#### SOURCE:
-------

The main lesson was that geography was not destiny, and that even history was not destiny. Less developed nations could begin adopting the institutions that promoted greater inclusiveness and discard extractive policies that left them in squalor. This dove-tailed with the agenda promoted by Washington on good governance, as it searched for a way to rescue the failed Washington Consensus from repudiation.

What came about was the augmented consensus that said free markets and good governance promote economic growth and development. After decades of telling less developed countries to shrink the role and capacity of the state and let markets rip, they were now saying that government needed to be strengthened once again.

The liberal democratic states of the West act as an ideal to which other societies need to aspire to. No other path leads to sustainable economic growth other than this. Just as Calvinist preachers of old would proclaim that no one cometh to the Father, but by His Son, these economists present a case that no other path leads to economic Nirvana, but through the Market (with Institutions performing the role of the Holy Ghost).

This rather binary view of the world is actually contradicted if you go deeper into the colonial history of the Americas which is what John H. Elliott did in Empires of the Atlantic World: Britain and Spain in America 1492 to 1830.

Here he wrote that it was actually the exclusionary racial policies fostered by the English settlers that led to greater social cohesion among settlers around Enlightenment principles of individual rights and liberties, which in turn led to greater independence and prosperity.

Meanwhile in the Southern hemisphere, the Spanish settlers had an “organic conception of a divinely ordained society dedicated to the achievement of the common good” which was “more inclusive rather than exclusive in approach”. The granting of rights both economic and political to natives consisting of mestizos, creoles and freed slaves led to a mixed-race society prone to greater divisions than existed in the North.

The irony here is that a more inclusive colonial policy led to greater exclusivity as subsequent societies were stratified and organised into “pigmentocracies” which made it harder to achieve the egalitarian principles espoused by the Enlightenment. In the Philippines, the outpost of New Spain, the situation was worse in that apart from developing this multi-racial caste-like system, the facility of a common language was not provided as it was in the Americas.

This is the difficulty of using colonial history to prove or disprove that institutions matter in the way attempted by the authors of Why Nations Fail. They do matter, but in different ways, which is the point I highlighted previously in this column (see here).

Secondly, there is the anomaly of the benign dictators of East Asia and the desarollista states of Latin America. Robinson has taken the view that the East Asian growth formula, what is termed the BeST Consensus (BeST consisting of Beijing, Seoul and Tokyo), represent a unique moment in history that cannot really be duplicated or sustained.

Peter Evans disputes this saying that just because the East Asian miracle emerged from a unique blend created by the Cold War policy of the United States, it does not mean that we cannot distil a few basic principles and emulate them today. Just because these states were predominantly autocratic does not mean that weak democratic states cannot adopt the policies that made them succeed in fostering rapid industrialisation (see here for a deeper discussion).

What’s more is that both Germany and the United States, late industrialising Western nations after Britain and France, followed the same industrial policies a century earlier. It was just that after scaling the development wall, they felt the need to “kick the ladder” away to prevent others from following them up because not doing so would disadvantage them.

-------

#### DATA SECTION:

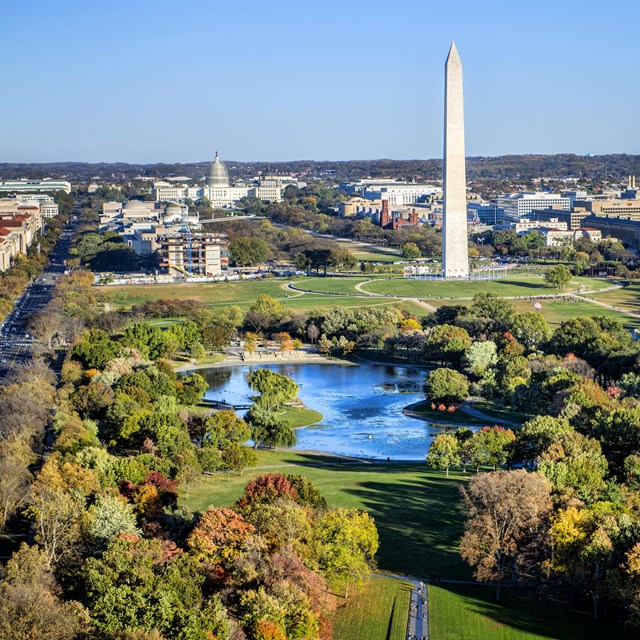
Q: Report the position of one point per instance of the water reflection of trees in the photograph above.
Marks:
(217, 378)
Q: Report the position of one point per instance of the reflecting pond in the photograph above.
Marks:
(362, 407)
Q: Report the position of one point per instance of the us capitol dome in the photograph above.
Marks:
(218, 176)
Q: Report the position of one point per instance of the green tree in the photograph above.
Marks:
(530, 329)
(264, 313)
(481, 357)
(448, 342)
(494, 445)
(30, 606)
(136, 584)
(345, 543)
(558, 277)
(410, 251)
(109, 516)
(507, 519)
(495, 314)
(446, 385)
(444, 452)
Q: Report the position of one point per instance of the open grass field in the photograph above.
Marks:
(627, 297)
(557, 311)
(301, 416)
(333, 285)
(519, 285)
(375, 256)
(242, 293)
(416, 510)
(470, 613)
(378, 611)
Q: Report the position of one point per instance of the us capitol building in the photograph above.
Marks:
(220, 192)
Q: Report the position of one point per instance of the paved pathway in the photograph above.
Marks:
(606, 305)
(418, 624)
(467, 407)
(418, 620)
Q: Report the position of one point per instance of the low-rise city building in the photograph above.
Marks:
(196, 253)
(520, 205)
(34, 186)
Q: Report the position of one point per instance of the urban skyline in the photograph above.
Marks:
(283, 82)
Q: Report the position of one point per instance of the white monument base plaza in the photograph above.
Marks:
(455, 238)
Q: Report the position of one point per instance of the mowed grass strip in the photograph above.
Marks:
(301, 416)
(520, 285)
(417, 510)
(627, 297)
(378, 610)
(471, 613)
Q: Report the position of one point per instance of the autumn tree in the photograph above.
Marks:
(220, 535)
(507, 513)
(345, 543)
(558, 277)
(444, 452)
(30, 603)
(446, 385)
(584, 548)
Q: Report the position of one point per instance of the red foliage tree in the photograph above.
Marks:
(266, 488)
(220, 536)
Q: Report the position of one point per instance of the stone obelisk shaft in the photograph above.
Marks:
(455, 252)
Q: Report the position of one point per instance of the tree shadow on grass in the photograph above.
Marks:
(419, 524)
(521, 611)
(520, 283)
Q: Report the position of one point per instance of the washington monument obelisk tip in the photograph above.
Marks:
(455, 251)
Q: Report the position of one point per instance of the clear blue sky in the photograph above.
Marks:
(169, 81)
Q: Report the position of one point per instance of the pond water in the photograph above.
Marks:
(362, 407)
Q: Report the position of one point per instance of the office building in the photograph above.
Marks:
(34, 186)
(520, 205)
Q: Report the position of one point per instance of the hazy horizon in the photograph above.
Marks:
(150, 82)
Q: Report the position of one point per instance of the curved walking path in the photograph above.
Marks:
(467, 407)
(363, 294)
(605, 305)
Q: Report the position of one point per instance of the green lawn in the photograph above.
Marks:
(501, 413)
(519, 285)
(416, 509)
(213, 358)
(376, 256)
(301, 416)
(627, 297)
(377, 611)
(216, 293)
(243, 293)
(458, 418)
(333, 285)
(470, 613)
(557, 311)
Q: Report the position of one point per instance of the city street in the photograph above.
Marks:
(15, 340)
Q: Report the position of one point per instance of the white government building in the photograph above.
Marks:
(397, 193)
(219, 191)
(520, 205)
(34, 186)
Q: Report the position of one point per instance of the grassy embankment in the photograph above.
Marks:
(242, 293)
(416, 509)
(470, 613)
(417, 512)
(376, 612)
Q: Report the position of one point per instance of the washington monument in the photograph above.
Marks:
(455, 251)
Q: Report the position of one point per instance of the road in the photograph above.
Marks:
(15, 341)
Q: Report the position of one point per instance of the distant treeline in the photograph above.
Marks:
(520, 167)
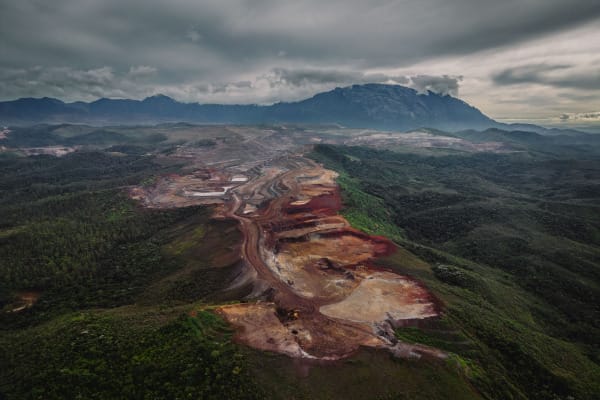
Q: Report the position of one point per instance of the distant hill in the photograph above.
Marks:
(375, 106)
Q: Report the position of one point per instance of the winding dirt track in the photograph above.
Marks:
(289, 320)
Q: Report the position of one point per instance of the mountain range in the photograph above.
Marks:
(376, 106)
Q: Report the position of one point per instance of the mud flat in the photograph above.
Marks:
(325, 297)
(315, 292)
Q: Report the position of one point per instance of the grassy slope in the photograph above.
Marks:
(501, 331)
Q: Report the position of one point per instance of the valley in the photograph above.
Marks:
(315, 292)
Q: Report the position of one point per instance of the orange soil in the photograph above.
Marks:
(325, 299)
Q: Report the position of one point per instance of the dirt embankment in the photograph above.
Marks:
(315, 291)
(320, 295)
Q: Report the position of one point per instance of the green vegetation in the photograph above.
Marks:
(509, 244)
(125, 353)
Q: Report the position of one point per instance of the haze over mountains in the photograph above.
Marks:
(377, 106)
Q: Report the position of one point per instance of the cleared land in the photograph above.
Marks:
(315, 292)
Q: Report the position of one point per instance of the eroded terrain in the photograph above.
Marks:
(315, 292)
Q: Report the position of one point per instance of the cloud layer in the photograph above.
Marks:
(510, 58)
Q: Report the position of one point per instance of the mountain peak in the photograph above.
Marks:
(370, 105)
(159, 97)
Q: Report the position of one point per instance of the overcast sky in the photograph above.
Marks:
(536, 60)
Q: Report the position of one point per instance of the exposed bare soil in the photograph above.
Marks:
(315, 291)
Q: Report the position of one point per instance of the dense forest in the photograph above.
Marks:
(115, 300)
(513, 248)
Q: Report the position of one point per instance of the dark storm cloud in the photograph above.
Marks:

-------

#### COMPLETE THE FOLLOWING:
a) In the column, rewrite the passage from "Peter Evans disputes" to "a deeper discussion).", changing "East Asian miracle" to "East Asian success".
b) According to the column, which three cities make up the name of the BeST Consensus?

#### EXERCISE RESULTS:
a)
Peter Evans disputes this saying that just because the East Asian success emerged from a unique blend created by the Cold War policy of the United States, it does not mean that we cannot distil a few basic principles and emulate them today. Just because these states were predominantly autocratic does not mean that weak democratic states cannot adopt the policies that made them succeed in fostering rapid industrialisation (see here for a deeper discussion).

b) Beijing, Seoul and Tokyo.